┌─ Supplied records

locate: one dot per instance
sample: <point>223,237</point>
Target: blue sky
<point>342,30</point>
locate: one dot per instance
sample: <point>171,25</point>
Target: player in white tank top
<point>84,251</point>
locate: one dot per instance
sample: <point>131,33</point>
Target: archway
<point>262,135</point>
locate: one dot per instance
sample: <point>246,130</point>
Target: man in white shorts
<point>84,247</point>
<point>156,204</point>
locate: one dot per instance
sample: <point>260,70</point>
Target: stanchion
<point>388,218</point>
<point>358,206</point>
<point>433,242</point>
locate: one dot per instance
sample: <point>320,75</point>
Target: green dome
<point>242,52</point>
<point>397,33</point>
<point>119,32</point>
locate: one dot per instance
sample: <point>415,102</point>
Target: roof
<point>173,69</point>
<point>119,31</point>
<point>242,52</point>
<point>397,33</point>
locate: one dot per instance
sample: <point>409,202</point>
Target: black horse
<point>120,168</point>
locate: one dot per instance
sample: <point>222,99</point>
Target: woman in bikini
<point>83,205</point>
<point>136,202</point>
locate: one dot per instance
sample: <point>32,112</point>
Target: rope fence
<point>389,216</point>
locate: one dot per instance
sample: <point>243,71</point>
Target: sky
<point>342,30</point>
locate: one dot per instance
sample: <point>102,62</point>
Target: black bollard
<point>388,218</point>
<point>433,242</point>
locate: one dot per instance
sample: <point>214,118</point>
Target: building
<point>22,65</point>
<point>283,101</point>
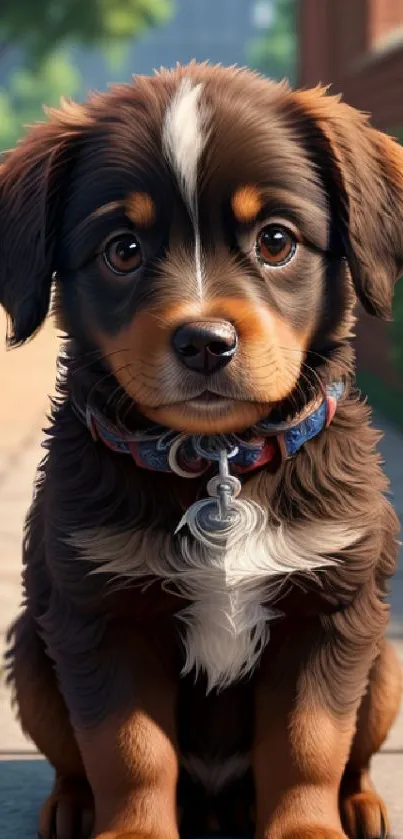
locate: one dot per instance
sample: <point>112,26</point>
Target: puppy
<point>207,556</point>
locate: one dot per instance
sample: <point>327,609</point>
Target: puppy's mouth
<point>208,412</point>
<point>208,401</point>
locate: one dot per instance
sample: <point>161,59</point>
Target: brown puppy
<point>207,234</point>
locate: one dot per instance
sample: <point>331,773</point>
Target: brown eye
<point>276,245</point>
<point>122,254</point>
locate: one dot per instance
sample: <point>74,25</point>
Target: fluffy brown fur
<point>190,166</point>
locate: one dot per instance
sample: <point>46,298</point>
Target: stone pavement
<point>26,376</point>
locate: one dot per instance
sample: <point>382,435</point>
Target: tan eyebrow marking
<point>246,203</point>
<point>140,208</point>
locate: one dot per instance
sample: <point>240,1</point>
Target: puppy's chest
<point>225,626</point>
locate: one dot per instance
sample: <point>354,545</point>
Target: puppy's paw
<point>365,816</point>
<point>68,813</point>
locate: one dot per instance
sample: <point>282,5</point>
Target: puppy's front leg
<point>306,708</point>
<point>121,696</point>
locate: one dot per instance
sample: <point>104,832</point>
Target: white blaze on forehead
<point>183,140</point>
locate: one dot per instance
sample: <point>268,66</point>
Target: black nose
<point>205,346</point>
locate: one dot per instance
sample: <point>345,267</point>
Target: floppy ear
<point>32,180</point>
<point>363,171</point>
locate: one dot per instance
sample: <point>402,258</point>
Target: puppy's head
<point>207,232</point>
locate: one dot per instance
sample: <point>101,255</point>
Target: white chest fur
<point>226,627</point>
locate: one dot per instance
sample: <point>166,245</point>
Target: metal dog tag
<point>221,519</point>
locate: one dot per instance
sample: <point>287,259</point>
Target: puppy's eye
<point>122,253</point>
<point>276,245</point>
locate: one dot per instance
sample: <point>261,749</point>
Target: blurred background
<point>50,48</point>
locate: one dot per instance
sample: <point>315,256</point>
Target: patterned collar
<point>190,455</point>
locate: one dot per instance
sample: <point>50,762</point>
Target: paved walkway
<point>26,376</point>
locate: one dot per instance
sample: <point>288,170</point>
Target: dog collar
<point>190,455</point>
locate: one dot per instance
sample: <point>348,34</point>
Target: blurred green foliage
<point>21,101</point>
<point>275,51</point>
<point>43,31</point>
<point>39,27</point>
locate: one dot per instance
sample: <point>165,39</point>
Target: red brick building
<point>357,46</point>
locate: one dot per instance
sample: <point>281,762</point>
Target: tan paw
<point>68,813</point>
<point>364,816</point>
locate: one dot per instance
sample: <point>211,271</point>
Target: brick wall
<point>349,43</point>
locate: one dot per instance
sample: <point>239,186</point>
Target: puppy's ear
<point>32,184</point>
<point>363,171</point>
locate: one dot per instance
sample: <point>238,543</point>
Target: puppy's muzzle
<point>205,346</point>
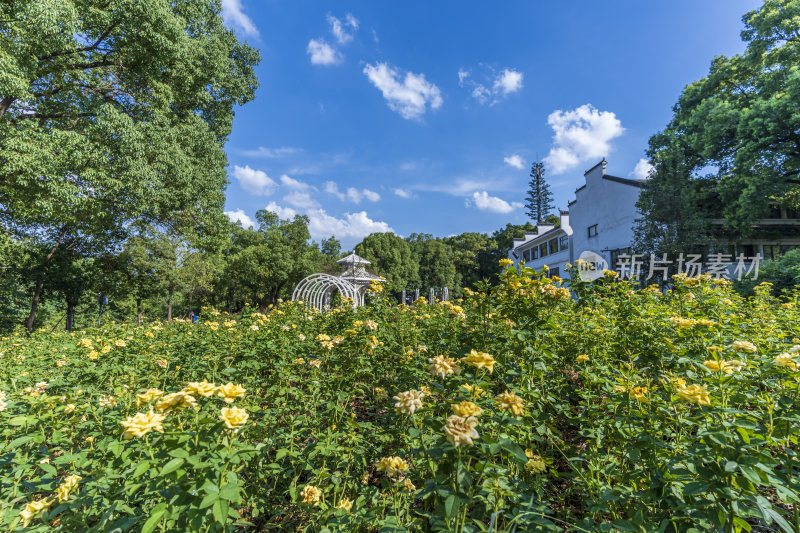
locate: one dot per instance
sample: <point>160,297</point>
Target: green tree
<point>504,241</point>
<point>539,201</point>
<point>392,258</point>
<point>473,256</point>
<point>436,265</point>
<point>112,112</point>
<point>740,125</point>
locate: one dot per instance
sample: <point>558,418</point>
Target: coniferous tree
<point>539,201</point>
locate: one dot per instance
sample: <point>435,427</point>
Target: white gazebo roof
<point>354,269</point>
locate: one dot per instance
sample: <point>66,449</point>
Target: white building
<point>600,219</point>
<point>551,246</point>
<point>603,215</point>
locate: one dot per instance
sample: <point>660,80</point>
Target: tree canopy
<point>737,130</point>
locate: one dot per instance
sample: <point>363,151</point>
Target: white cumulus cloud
<point>233,15</point>
<point>322,53</point>
<point>580,135</point>
<point>354,195</point>
<point>238,215</point>
<point>284,213</point>
<point>292,183</point>
<point>300,200</point>
<point>340,28</point>
<point>642,169</point>
<point>402,193</point>
<point>254,181</point>
<point>509,81</point>
<point>494,87</point>
<point>514,160</point>
<point>410,95</point>
<point>493,204</point>
<point>331,188</point>
<point>352,226</point>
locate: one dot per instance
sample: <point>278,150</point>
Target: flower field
<point>518,409</point>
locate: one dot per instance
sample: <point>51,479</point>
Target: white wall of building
<point>609,203</point>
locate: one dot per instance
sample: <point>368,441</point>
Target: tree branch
<point>102,38</point>
<point>5,103</point>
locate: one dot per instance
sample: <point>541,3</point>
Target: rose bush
<point>525,407</point>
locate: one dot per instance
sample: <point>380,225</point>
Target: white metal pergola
<point>316,290</point>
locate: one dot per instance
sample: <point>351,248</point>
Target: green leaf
<point>140,469</point>
<point>694,488</point>
<point>172,466</point>
<point>514,450</point>
<point>229,492</point>
<point>153,521</point>
<point>451,505</point>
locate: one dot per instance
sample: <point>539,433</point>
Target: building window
<point>615,256</point>
<point>772,251</point>
<point>774,211</point>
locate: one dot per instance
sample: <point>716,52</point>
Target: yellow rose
<point>233,417</point>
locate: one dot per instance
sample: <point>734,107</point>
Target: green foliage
<point>783,273</point>
<point>736,128</point>
<point>539,201</point>
<point>392,258</point>
<point>113,113</point>
<point>614,410</point>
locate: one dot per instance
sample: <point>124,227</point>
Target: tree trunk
<point>37,291</point>
<point>5,103</point>
<point>70,316</point>
<point>169,301</point>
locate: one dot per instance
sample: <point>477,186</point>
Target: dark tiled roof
<point>642,184</point>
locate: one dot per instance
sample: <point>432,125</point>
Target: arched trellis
<point>315,290</point>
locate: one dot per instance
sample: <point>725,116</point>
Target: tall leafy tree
<point>392,258</point>
<point>739,127</point>
<point>473,258</point>
<point>539,201</point>
<point>436,264</point>
<point>112,112</point>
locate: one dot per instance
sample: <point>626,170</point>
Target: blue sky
<point>425,116</point>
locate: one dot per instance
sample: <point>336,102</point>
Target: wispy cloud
<point>343,30</point>
<point>254,181</point>
<point>353,195</point>
<point>238,215</point>
<point>351,227</point>
<point>233,15</point>
<point>492,87</point>
<point>411,95</point>
<point>322,53</point>
<point>642,169</point>
<point>580,135</point>
<point>484,202</point>
<point>271,153</point>
<point>514,160</point>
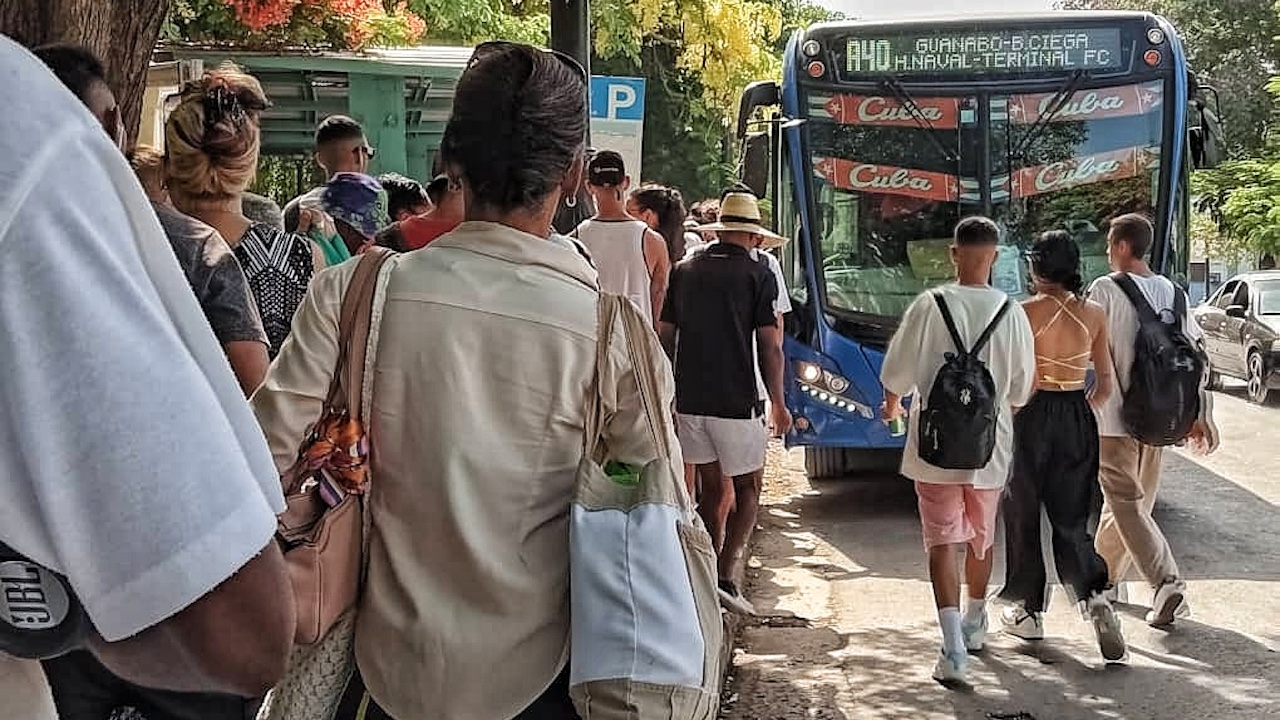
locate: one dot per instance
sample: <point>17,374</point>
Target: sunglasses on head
<point>499,45</point>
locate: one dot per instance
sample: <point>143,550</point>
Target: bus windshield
<point>891,178</point>
<point>1095,158</point>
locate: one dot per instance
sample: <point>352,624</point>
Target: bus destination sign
<point>1008,51</point>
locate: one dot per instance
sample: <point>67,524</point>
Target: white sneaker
<point>952,669</point>
<point>976,634</point>
<point>1170,597</point>
<point>731,598</point>
<point>1106,627</point>
<point>1118,593</point>
<point>1022,624</point>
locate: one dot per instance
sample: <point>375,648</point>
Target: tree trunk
<point>120,32</point>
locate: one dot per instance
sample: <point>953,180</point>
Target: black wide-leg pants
<point>1055,466</point>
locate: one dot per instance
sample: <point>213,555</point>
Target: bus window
<point>891,182</point>
<point>1096,158</point>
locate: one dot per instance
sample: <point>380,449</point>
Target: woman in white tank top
<point>630,259</point>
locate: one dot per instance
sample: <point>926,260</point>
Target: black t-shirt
<point>717,300</point>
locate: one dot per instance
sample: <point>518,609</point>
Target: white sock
<point>952,637</point>
<point>974,611</point>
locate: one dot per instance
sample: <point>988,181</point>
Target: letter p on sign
<point>621,98</point>
<point>617,99</point>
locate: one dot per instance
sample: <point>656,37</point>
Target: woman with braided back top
<point>1056,451</point>
<point>213,141</point>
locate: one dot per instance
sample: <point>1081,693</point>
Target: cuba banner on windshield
<point>950,113</point>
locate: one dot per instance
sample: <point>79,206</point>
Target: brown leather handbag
<point>321,528</point>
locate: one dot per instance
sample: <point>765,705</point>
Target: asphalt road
<point>848,627</point>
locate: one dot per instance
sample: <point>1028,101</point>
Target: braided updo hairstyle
<point>519,124</point>
<point>213,137</point>
<point>1056,258</point>
<point>668,205</point>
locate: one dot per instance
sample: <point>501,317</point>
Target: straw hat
<point>740,212</point>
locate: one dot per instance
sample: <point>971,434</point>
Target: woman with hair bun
<point>1056,452</point>
<point>213,142</point>
<point>480,384</point>
<point>663,210</point>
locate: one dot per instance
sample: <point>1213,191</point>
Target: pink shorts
<point>959,515</point>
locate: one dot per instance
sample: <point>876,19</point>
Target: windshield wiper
<point>906,101</point>
<point>1055,105</point>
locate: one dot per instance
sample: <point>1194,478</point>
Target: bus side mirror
<point>1206,139</point>
<point>763,94</point>
<point>755,163</point>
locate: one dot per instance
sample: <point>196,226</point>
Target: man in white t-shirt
<point>958,507</point>
<point>1129,470</point>
<point>129,461</point>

└─

Requirement :: Pictures excluded, transcribe the listing above exactly from the line with "Target: woman in bikini" through the line with "sample: <point>331,773</point>", and no further.

Result ::
Target: woman in bikini
<point>83,205</point>
<point>136,202</point>
locate: one dot per instance
sample: <point>32,112</point>
Target: rope fence
<point>389,216</point>
locate: one dot per instance
sample: <point>243,71</point>
Target: sky
<point>342,30</point>
locate: one dot per instance
sample: <point>102,62</point>
Target: black bollard
<point>388,218</point>
<point>433,242</point>
locate: one dot per instance
sample: <point>214,118</point>
Target: building
<point>22,65</point>
<point>283,101</point>
locate: one dot per instance
sample: <point>112,26</point>
Target: puppy
<point>207,556</point>
locate: one dot per instance
sample: <point>327,609</point>
Target: puppy's mouth
<point>208,412</point>
<point>208,401</point>
locate: one dot per instance
sample: <point>161,59</point>
Target: brown puppy
<point>207,234</point>
locate: one dot per instance
sample: <point>331,773</point>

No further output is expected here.